Coronavirus cases linked to Jakarta residents who travelled before Hari Raya exodus ban

Indonesian police at a highway checkpoint in Bekasi on the outskirts of Jakarta on April 24. On that day, the government started its ban on people travelling home for Hari Raya Aidilfitri in a bid to curb the spread of Covid-19. - Reuters

JAKARTA/SINGAPORE: Indonesia's enforcement of its ban on the annual Hari Raya Aidilfitri exodus is taking on added significance as a number of Covid-19 transmissions have been linked to those who travelled home earlier.

A survey cited by the government said 7 per cent of the people had gone home early, before the ban.

The cases include a 72-year-old grandfather in Klaten, Central Java, who contracted the coronavirus from his grandchild who returned from Jakarta in the middle of last month, according to media reports.

Late last month, a man who showed Covid-19 symptoms died in Cilacap, Central Java. The local authorities said he did not have any travel history to any red zone, where there are many infections, but his younger brother had returned with seven others from Jakarta, all of whom tested positive.

In the same month, a two-year-old infant in Garut, West Java, contracted the virus from his father, another Jakarta returnee.

Indonesians have been caught trying to sneak home by hiding in truck containers and bus trunks despite the nationwide ban on mudik, or the annual exodus back to home towns for Hari Raya Idul Fitri, which falls on May 23 and 24 this year. This is so even though offenders are subject to fines of up to 100 million rupiah (S$9,450) and up to one year's imprisonment.

The mudik ban, which took effect on April 24, is aimed at curbing the spread of the virus from Jakarta, the epicentre of the outbreak, and other high-risk regions to the rest of the vast archipelago.

But just days after it was announced, a couple were caught by police hiding under boxes of fish crackers in a truck en route to Bengkulu in Sumatra. They were stopped in Banten province, halfway from their start point of Semarang, Central Java.

In another case, a family of five's ruse was to hide in a minivan, which had supposedly stalled, and get a truck to transport it to a service station. The Jakarta family was shooting for Central Java.

| INFORMATION |
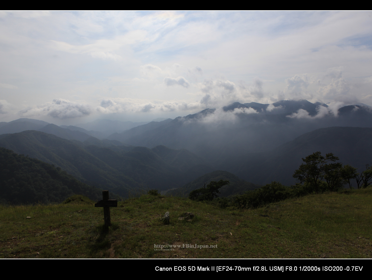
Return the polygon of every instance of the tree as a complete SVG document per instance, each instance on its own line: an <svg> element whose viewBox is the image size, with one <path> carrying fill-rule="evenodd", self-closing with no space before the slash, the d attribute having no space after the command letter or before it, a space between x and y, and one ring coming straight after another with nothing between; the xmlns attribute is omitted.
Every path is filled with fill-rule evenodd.
<svg viewBox="0 0 372 280"><path fill-rule="evenodd" d="M212 201L215 197L218 197L217 194L220 193L219 189L230 183L230 182L228 181L223 181L222 180L218 182L211 181L207 187L205 187L206 183L205 183L202 188L190 192L189 198L197 201Z"/></svg>
<svg viewBox="0 0 372 280"><path fill-rule="evenodd" d="M372 182L369 181L372 179L372 166L366 164L366 170L360 174L357 173L355 178L358 189L366 188L372 184Z"/></svg>
<svg viewBox="0 0 372 280"><path fill-rule="evenodd" d="M346 180L342 176L343 169L340 162L324 165L324 179L330 192L338 190L346 183Z"/></svg>
<svg viewBox="0 0 372 280"><path fill-rule="evenodd" d="M312 155L308 155L302 161L306 164L302 164L299 168L295 170L293 177L299 180L302 184L307 182L311 186L313 191L318 193L321 190L321 182L326 176L330 182L328 187L333 188L334 184L332 183L332 177L336 176L335 170L338 165L327 166L328 161L336 161L340 159L335 157L332 153L327 154L326 157L321 155L320 152L317 152ZM342 164L340 164L342 166Z"/></svg>
<svg viewBox="0 0 372 280"><path fill-rule="evenodd" d="M341 177L349 183L350 190L353 189L353 186L350 182L350 179L353 178L356 179L359 173L357 173L356 168L349 164L344 165L341 171Z"/></svg>

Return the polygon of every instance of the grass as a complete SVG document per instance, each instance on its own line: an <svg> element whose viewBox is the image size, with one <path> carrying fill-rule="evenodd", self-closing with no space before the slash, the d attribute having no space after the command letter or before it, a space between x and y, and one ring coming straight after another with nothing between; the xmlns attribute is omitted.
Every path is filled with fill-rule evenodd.
<svg viewBox="0 0 372 280"><path fill-rule="evenodd" d="M224 209L147 194L111 208L108 229L103 226L103 209L86 200L2 206L0 257L368 258L371 199L369 188L309 195L256 209ZM167 211L170 223L164 225L161 218ZM186 212L194 214L191 222L178 219Z"/></svg>

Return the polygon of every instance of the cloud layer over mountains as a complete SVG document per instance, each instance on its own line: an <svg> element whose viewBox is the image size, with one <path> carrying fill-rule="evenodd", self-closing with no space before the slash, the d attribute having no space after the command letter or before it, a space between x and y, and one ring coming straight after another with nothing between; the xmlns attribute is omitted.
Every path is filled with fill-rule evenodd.
<svg viewBox="0 0 372 280"><path fill-rule="evenodd" d="M371 105L370 14L3 11L0 116L72 125L236 102Z"/></svg>

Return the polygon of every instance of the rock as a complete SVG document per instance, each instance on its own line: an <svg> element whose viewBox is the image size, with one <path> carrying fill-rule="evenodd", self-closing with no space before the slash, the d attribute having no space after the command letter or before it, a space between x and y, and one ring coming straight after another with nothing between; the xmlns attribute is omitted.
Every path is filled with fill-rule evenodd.
<svg viewBox="0 0 372 280"><path fill-rule="evenodd" d="M169 211L167 211L164 215L164 216L163 217L163 223L164 225L168 225L169 223Z"/></svg>
<svg viewBox="0 0 372 280"><path fill-rule="evenodd" d="M189 213L188 212L186 212L182 214L180 218L178 218L178 219L180 221L183 221L183 220L187 219L187 222L191 222L192 221L193 218L194 218L194 214L192 213Z"/></svg>

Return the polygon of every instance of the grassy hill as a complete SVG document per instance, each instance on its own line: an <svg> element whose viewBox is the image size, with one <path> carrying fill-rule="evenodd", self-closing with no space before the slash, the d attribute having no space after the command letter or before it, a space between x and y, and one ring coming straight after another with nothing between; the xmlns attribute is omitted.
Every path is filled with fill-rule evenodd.
<svg viewBox="0 0 372 280"><path fill-rule="evenodd" d="M102 209L89 201L1 206L0 257L368 258L371 199L369 188L239 210L146 195L111 208L108 231ZM185 212L194 214L191 222L178 219Z"/></svg>

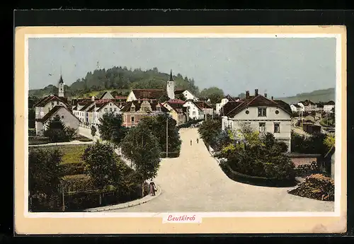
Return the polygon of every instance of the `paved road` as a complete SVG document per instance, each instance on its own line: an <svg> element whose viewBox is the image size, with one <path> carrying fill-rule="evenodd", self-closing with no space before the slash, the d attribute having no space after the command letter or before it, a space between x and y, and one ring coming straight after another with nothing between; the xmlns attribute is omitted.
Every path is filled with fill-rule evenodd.
<svg viewBox="0 0 354 244"><path fill-rule="evenodd" d="M202 141L197 129L180 130L179 158L164 158L155 182L159 197L116 212L178 211L333 211L333 202L289 194L291 188L253 186L230 180ZM193 140L193 146L190 140Z"/></svg>

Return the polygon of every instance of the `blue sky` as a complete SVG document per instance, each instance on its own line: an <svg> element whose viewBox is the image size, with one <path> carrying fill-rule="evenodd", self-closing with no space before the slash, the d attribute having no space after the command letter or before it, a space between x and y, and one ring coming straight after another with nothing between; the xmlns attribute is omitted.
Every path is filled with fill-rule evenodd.
<svg viewBox="0 0 354 244"><path fill-rule="evenodd" d="M30 38L30 89L114 66L193 78L200 89L290 96L336 84L335 38ZM49 74L52 74L50 76Z"/></svg>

| TO DO |
1. In the news article on the Hari Raya exodus ban, on what date did the mudik ban take effect?
2. Rewrite the part of the news article on the Hari Raya exodus ban that opens with the words containing "A survey cited" and closes with "another Jakarta returnee.", swapping "infant" for "toddler".
3. Translate this sentence from the news article on the Hari Raya exodus ban into Spanish: "The mudik ban, which took effect on April 24, is aimed at curbing the spread of the virus from Jakarta, the epicentre of the outbreak, and other high-risk regions to the rest of the vast archipelago."

| PROBLEM SOLUTIONS |
1. April 24

2.
A survey cited by the government said 7 per cent of the people had gone home early, before the ban.

The cases include a 72-year-old grandfather in Klaten, Central Java, who contracted the coronavirus from his grandchild who returned from Jakarta in the middle of last month, according to media reports.

Late last month, a man who showed Covid-19 symptoms died in Cilacap, Central Java. The local authorities said he did not have any travel history to any red zone, where there are many infections, but his younger brother had returned with seven others from Jakarta, all of whom tested positive.

In the same month, a two-year-old toddler in Garut, West Java, contracted the virus from his father, another Jakarta returnee.

3. La prohibición del mudik, que entró en vigor el 24 de abril, tiene como objetivo frenar la propagación del virus desde Yakarta, el epicentro del brote, y otras regiones de alto riesgo al resto del vasto archipiélago.